■ **Task item**
Nothing in the records should be left out; transcribe them exactly.
---------- Source material
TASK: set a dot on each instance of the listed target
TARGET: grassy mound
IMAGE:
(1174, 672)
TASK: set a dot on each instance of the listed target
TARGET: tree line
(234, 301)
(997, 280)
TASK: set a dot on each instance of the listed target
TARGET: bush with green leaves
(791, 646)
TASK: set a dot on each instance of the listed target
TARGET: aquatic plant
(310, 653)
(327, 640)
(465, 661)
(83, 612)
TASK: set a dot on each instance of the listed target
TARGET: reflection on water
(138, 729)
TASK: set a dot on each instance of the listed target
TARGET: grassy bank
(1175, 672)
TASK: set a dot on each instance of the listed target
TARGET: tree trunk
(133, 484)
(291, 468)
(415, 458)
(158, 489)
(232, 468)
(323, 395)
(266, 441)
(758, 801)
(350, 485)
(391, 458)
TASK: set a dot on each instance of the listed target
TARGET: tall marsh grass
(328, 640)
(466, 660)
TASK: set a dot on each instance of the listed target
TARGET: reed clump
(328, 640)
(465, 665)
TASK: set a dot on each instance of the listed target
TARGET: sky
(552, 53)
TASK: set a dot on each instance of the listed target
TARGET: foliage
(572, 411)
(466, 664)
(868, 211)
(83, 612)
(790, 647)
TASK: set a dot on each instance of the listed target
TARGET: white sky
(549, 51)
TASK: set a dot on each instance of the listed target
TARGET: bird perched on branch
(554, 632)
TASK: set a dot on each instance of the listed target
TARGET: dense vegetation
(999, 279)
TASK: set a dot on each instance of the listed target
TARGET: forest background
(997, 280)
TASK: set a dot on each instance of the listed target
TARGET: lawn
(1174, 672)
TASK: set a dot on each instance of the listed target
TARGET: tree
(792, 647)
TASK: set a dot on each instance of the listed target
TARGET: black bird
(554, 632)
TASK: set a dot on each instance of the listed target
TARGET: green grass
--------------------
■ **Output of the exercise**
TASK: set a dot on each instance of the listed target
TARGET: grassy mound
IMAGE:
(1174, 672)
TASK: set a dot on each instance of the listed target
TARGET: tree line
(234, 301)
(997, 280)
TASK: set a dot on each instance of the listed target
TARGET: bush with green leaves
(791, 646)
TASK: set a dot on each instance of the listed target
TARGET: aquatic plant
(310, 653)
(327, 640)
(465, 661)
(83, 612)
TASK: set a dot on each instance of the listed target
TARGET: reflection on water
(138, 729)
TASK: set a dot on each instance of the listed target
TARGET: grassy bank
(1175, 672)
TASK: set a dot on each instance of the listed target
TARGET: tree trunk
(133, 484)
(291, 468)
(415, 458)
(158, 489)
(232, 468)
(323, 395)
(266, 441)
(758, 801)
(350, 485)
(391, 458)
TASK: set a dot on each instance of the listed target
TARGET: tall marsh grass
(328, 640)
(466, 660)
TASK: set a dot on each instance of the listed target
TARGET: reed clump
(328, 640)
(465, 665)
TASK: set a dot on each instance of the listed target
TARGET: sky
(552, 53)
TASK: set a dot on each instance of the listed target
TARGET: foliage
(572, 411)
(466, 664)
(868, 211)
(83, 612)
(790, 647)
TASK: set a dot on each instance of the listed target
TARGET: white sky
(549, 51)
TASK: set a dot on each instance of the listed target
TARGET: bird perched on branch
(554, 632)
TASK: set a dot on each instance of the listed target
TARGET: dense vegetation
(999, 279)
TASK: set a dot on each instance of the listed target
TARGET: forest background
(997, 280)
TASK: set a dot on each instance of the listed target
TARGET: lawn
(1174, 672)
TASK: set a dot on each instance of the listed target
TARGET: tree
(792, 647)
TASK: set a dot on each instance of the listed target
TARGET: black bird
(554, 632)
TASK: set a dot on each instance of the listed target
TARGET: green grass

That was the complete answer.